── EXERCISE MATERIALS ──

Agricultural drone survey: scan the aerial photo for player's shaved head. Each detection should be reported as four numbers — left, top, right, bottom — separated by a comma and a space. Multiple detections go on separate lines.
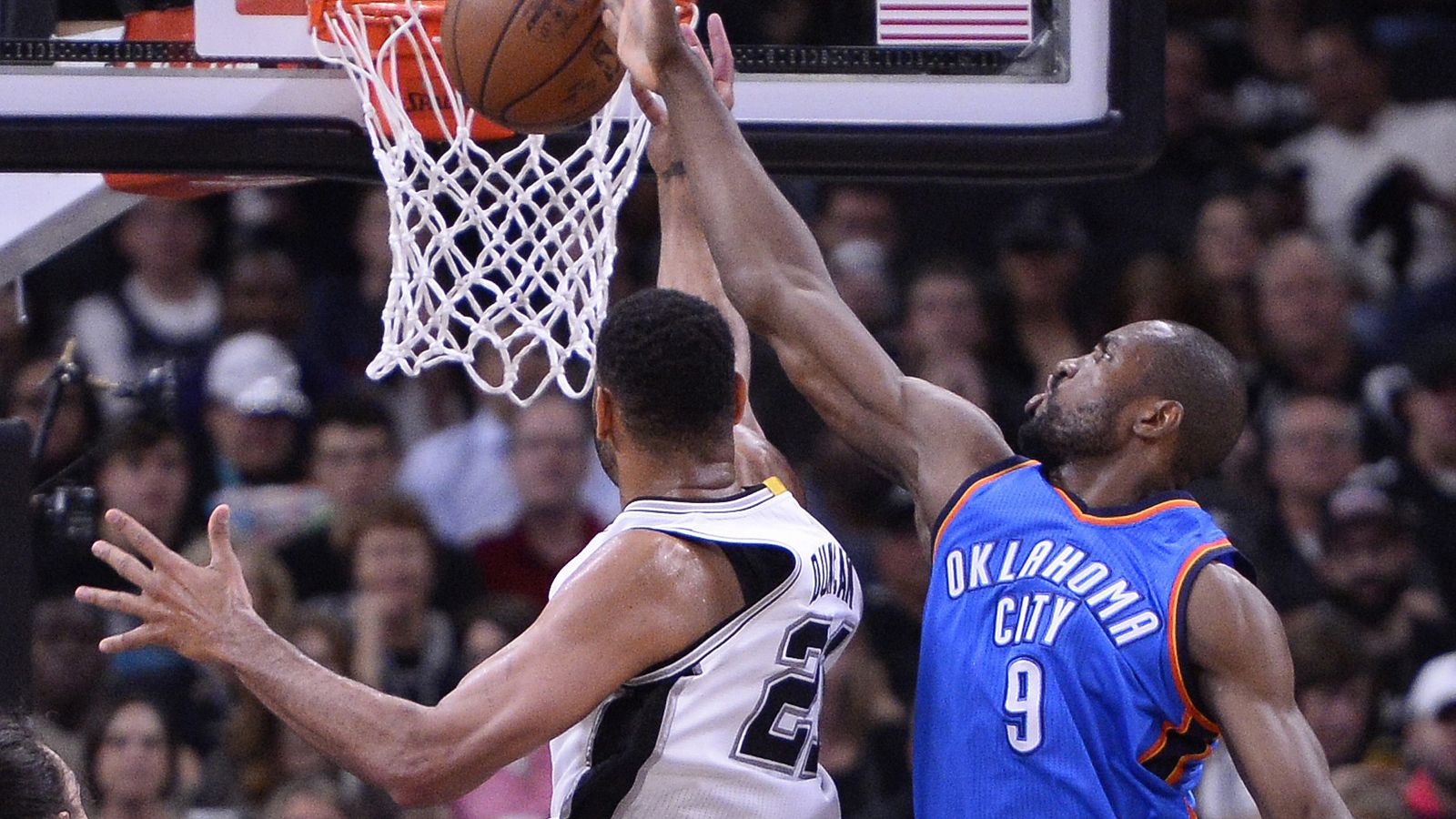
597, 288, 737, 449
1127, 320, 1248, 484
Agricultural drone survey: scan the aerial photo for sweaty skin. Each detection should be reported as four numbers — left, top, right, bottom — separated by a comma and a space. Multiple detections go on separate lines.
602, 0, 1350, 819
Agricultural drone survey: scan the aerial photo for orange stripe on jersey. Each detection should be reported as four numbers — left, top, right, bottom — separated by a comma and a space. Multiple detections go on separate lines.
934, 460, 1041, 548
1051, 487, 1198, 526
1168, 538, 1230, 732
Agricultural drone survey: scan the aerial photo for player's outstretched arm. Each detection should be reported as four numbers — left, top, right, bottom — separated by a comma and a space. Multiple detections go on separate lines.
76, 507, 743, 806
602, 0, 1010, 516
633, 16, 805, 502
1187, 565, 1350, 819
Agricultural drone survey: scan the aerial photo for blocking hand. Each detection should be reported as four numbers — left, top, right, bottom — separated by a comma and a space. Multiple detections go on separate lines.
76, 506, 257, 662
602, 0, 686, 90
643, 15, 735, 175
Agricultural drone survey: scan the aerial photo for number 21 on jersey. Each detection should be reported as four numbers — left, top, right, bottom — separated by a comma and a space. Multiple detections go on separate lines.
1003, 657, 1046, 753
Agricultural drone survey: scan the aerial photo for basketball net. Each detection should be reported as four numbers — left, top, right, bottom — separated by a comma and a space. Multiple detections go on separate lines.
313, 0, 663, 405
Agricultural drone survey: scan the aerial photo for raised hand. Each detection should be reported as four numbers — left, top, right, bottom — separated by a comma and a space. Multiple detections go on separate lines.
632, 15, 735, 177
602, 0, 687, 90
76, 506, 262, 663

───

Reproduce verbatim the lines of the material above, beginning with the line containing "Agricultural drone survey: scan the aerial photo for orange" and continuing up to and including the line containing "313, 0, 663, 405".

Agricultural drone survey: scan the aerial photo for orange stripe on jersey. Each detection should be reported as four numbers — left, top, right, bottom — separated by a comma and a space. Multiple detections go on separate lines.
934, 460, 1041, 548
1051, 487, 1198, 526
1168, 538, 1230, 732
Agricultural drone survey: scan the aerial photo for player's outstretched arm. Each detection should be reported as four numbers — left, top, right, bottom — separated by a comma and a space. Multiple detections go on separate lines.
76, 507, 743, 806
602, 0, 1010, 516
633, 16, 805, 502
1187, 565, 1350, 819
Agricultural drone survey: scan the aerial photo for blocking hand. Each detection should be reported as four numbers — left, top, right, bottom — separated by a comma and a space. Multiple detections go on separate lines.
76, 506, 257, 662
602, 0, 686, 90
643, 15, 735, 175
Agricultural drone survey: scan the aerial photo for number 21 on jersey. Each detection should be reported as four numbers — left, top, right, bottom — separated by a comma and a space. Multiple detections go on separate lines.
1003, 657, 1046, 753
Agricultural drone survey: scan the aerial photo for basketball net. Each detection should be reported as four numbers — left, top, right, bottom — separated by a comma and a space. Multiple detections go on separate lines.
313, 0, 663, 405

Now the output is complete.